:: EXCERPT ::
========================

Rules of Inference and Common Fallacies

You must know these by heart. The valid forms and invalid forms in this table can be used to classify certain short arguments. The valid forms can also be combined to construct step-by-step proofs of validity for more complicated arguments.

VALID FORMSINVALID FORMS
Modus Ponens
p→q
p
∴q

One premise is a conditional statement, the other premise affirms the antecedent, and the conclusion affirms the consequent.
Also called Direct Reasoning, or Law of Detachment, among others.
Fallacy of the Converse (Affirming the Consequent)
p→q
q
∴p

One premise is a conditional statement, the other premise affirms the consequent, and the conclusion affirms the antecedent.
Modus Tollens
p→q
¬q
∴¬p

One premise is a conditional statement, the other premise denies the consequent, and the conclusion denies the antecedent..
Also called Indirect Reasoning, or Contrapositive Reasoning, among others.
Fallacy of the Inverse (Denying the Antecedent)
p→q
¬p
∴¬q

One premise is a conditional statement, the other premise denies the antecedent, and the conclusion denies the consequent.

========================

:: MATERIAL ::
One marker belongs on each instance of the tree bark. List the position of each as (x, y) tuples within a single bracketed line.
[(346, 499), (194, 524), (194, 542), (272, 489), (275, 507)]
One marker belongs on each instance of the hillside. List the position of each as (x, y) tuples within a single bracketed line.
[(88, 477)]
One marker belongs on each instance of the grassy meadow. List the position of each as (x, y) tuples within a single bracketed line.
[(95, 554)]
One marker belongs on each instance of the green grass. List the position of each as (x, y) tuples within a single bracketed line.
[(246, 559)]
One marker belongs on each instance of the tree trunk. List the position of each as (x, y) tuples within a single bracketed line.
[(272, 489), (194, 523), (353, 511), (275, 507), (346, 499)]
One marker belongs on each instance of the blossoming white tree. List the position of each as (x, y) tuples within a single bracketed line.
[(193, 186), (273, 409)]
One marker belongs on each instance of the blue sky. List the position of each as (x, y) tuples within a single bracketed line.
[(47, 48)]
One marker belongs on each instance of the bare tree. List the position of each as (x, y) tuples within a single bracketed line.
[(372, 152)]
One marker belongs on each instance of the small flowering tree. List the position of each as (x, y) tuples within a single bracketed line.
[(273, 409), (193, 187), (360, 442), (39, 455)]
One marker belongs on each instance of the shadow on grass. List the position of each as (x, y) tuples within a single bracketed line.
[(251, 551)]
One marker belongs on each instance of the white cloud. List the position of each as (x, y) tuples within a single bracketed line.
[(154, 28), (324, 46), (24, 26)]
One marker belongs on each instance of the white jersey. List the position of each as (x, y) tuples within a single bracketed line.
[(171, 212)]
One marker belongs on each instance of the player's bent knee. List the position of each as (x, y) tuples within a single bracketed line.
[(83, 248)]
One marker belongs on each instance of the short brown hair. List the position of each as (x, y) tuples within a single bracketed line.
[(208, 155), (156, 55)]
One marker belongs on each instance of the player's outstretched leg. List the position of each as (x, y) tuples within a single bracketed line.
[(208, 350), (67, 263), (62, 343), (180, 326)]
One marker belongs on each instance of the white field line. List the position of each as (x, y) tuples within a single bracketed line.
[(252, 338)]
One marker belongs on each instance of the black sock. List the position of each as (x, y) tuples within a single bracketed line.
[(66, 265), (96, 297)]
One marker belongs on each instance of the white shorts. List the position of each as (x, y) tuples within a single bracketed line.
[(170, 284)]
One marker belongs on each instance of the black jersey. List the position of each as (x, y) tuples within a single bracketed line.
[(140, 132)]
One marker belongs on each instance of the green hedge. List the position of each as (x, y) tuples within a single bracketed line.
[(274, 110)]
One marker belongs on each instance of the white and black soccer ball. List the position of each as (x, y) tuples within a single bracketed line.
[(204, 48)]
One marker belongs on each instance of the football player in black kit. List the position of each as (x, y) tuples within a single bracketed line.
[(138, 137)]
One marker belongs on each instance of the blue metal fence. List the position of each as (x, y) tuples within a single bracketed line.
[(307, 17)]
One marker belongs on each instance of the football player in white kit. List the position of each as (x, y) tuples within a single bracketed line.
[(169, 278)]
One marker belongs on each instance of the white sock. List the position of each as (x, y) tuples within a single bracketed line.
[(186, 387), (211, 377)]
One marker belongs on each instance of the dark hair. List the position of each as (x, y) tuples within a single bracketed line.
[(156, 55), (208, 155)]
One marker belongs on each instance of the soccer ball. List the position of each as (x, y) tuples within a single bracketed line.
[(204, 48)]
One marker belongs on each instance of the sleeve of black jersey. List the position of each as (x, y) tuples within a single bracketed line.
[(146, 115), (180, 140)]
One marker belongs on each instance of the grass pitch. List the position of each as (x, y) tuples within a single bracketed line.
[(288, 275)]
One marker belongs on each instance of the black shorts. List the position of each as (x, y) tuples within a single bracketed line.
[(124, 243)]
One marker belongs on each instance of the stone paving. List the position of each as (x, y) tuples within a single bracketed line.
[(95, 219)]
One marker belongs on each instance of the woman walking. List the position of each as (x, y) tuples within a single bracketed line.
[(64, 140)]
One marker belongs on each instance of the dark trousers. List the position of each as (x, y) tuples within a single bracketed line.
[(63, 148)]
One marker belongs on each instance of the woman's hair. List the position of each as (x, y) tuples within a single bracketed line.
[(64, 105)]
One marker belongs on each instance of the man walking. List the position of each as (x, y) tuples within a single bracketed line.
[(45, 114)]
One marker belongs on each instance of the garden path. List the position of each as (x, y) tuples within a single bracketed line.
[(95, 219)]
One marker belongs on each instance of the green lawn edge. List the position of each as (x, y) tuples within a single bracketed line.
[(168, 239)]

========================

:: TASK 1 ::
In the rules of inference table, translate this sentence into Spanish: "One premise is a conditional statement, the other premise affirms the antecedent, and the conclusion affirms the consequent."
:: TASK 2 ::
Transcribe the lines of the rows beginning at the line that contains "One marker belongs on each instance of the woman walking." and ending after the line that contains "[(64, 140)]".

:: EXERCISE SOLUTION 1 ::
Una premisa es un enunciado condicional, la otra premisa afirma el antecedente y la conclusión afirma el consecuente.

:: EXERCISE SOLUTION 2 ::
One marker belongs on each instance of the woman walking. List the position of each as (x, y) tuples within a single bracketed line.
[(64, 140)]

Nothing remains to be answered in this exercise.